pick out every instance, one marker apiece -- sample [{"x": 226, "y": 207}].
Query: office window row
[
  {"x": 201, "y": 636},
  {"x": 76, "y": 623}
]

####################

EXERCISE TASK ::
Exactly reproduce every line of the data above.

SOLUTION FOR THIS TASK ::
pick out every instance, one marker apiece -- sample [{"x": 226, "y": 207}].
Query: office window row
[
  {"x": 201, "y": 636},
  {"x": 76, "y": 623}
]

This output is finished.